# When you have no pay slips



## wannabe-uk (May 6, 2013)

to prove what you have been paid in the past, what can we do? My husband has been farming in NZ for years and never got pay slips with his pay (it's something that happens in NZ with dairy farmers)

He is now in the UK dairy farming and we need to apply for a settlement visa for myself and 2 kids and possibly looking at trying for the last 2 years earnings to apply for them.

Will bank statements and a monthly print out of his tax payments from our IRD do?

IRD is our Inland Revenue Department for the tax.

Thanks


----------



## Joppa (Sep 7, 2009)

Was he a self-employed farmer in NZ or employed on a farm?
Is he was an employee, ask the farmer to write a letter giving details of payments made with dates. Plus bank statement (to show money has been paid in) and tax statement showing tax has been paid.
If he was self-employed, you need equivalent documents to what self-employment in UK would require. Look at FM-SE under self-employment.


----------



## wannabe-uk (May 6, 2013)

Thanks for that Joppa 

No, he was employed on a farm. He's down as being self employed in the uk though and being sub-contracted out through another company.

That's a ****** about needing a letter from his old bosses. I know one will be happy to do it but his last boss wont. It ended very ugly there and we had no choice but to leave due to threats and violence from the ex boss.

Will just have to put our thinking caps on again.

Thanks for your advice


----------



## Joppa (Sep 7, 2009)

Hmmm. You just need to explain the lack of pay slips or employer's letter in a covering note and hope they accept alternatives. 
Check your husband's exact employment status. If he can be regarded as employed, you can possibly apply after 6 months.


----------



## wannabe-uk (May 6, 2013)

Ok, thanks for that 
Will look into it all


----------



## Water Dragon (Jun 28, 2011)

*Employer isn't cooperating*

My fiance has been trying to get payslips from his company for the last 3 months. He's been told 3 times that they will mail them to him and nothing has been mailed. They have an employee website where he can access his schedule, vacation time, etc. and all the tabs work EXCEPT the one for opening and printing the payslips.

No one answers the office phones so this week he has emailed them again, and is now asking his union to intercede. We will be needing his monthly payslips from February - July for my application. What is scaring me to death, is that we have to have the July slip and he will be flying here on August 1 for our wedding on August 3. If they won't cooperate on these preliminary payslips - how in the world are we going to get the July one with the timing being so critical??

I'm hoping someone will step up within the company and help us, but can't help but try to find a Plan B, C, or D if necessary. If they don't cooperate, I can see us getting married and him returning to Scotland without me, and me with no ETA in sight.

TO BE DONE
A: Copy the part of the pay slip thread starting with "to prove what" and going on through "apply for them.".
B: Take the pay slip thread further, picking up right after its last post.
The lines that follow come from a separate source.

GIVEN MATERIAL
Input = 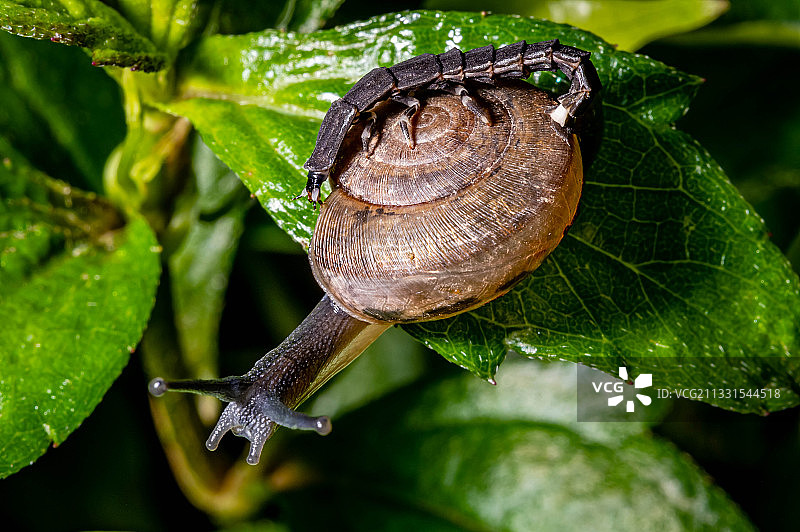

TASK-BY-TASK ANSWERS
A:
to prove what you have been paid in the past, what can we do? My husband has been farming in NZ for years and never got pay slips with his pay (it's something that happens in NZ with dairy farmers)

He is now in the UK dairy farming and we need to apply for a settlement visa for myself and 2 kids and possibly looking at trying for the last 2 years earnings to apply for them.

B:
Does anyone have any suggestions? Will we have any other options if the company flat-out screws us over??

Thank you so much to everyone who posts and answers here - we would all go nuts without your input and help.
Laurel


----------



## Joppa (Sep 7, 2009)

Alternative to pay slips is a company letter setting out his salary and payment history. Without either, you are screwed.
If the worst comes to the worst, you get married in US, he returns to UK and starts collecting pay slips for 6 months, and provided each one is for £1550 or over, you can apply for your visa at that point.


----------



## wannabe-uk (May 6, 2013)

Good luck water dragon.

It's not a nice place to be with the unknown  

If we can go down the 6 month track ourselves, I think we will have to wait an extra few months as my husband was 10 days short in his first months pay (due to when he went over) and then paid by cheque and his next pay was extra as he got back dated his bonuses he is receiving. It will only be his next pay on-wards that will be correct.

And to confuse me even more is he is self employed but sub-contracted out through the company that hired him BUT being paid a set wage each month.

It all feels out of reach at the moment.

What I don't understand though is why his contract stating how much he is earning isn't good enough. But then I guess that's why they want proof of the money being paid into his account. Anyone can give someone a contract.


----------



## Joppa (Sep 7, 2009)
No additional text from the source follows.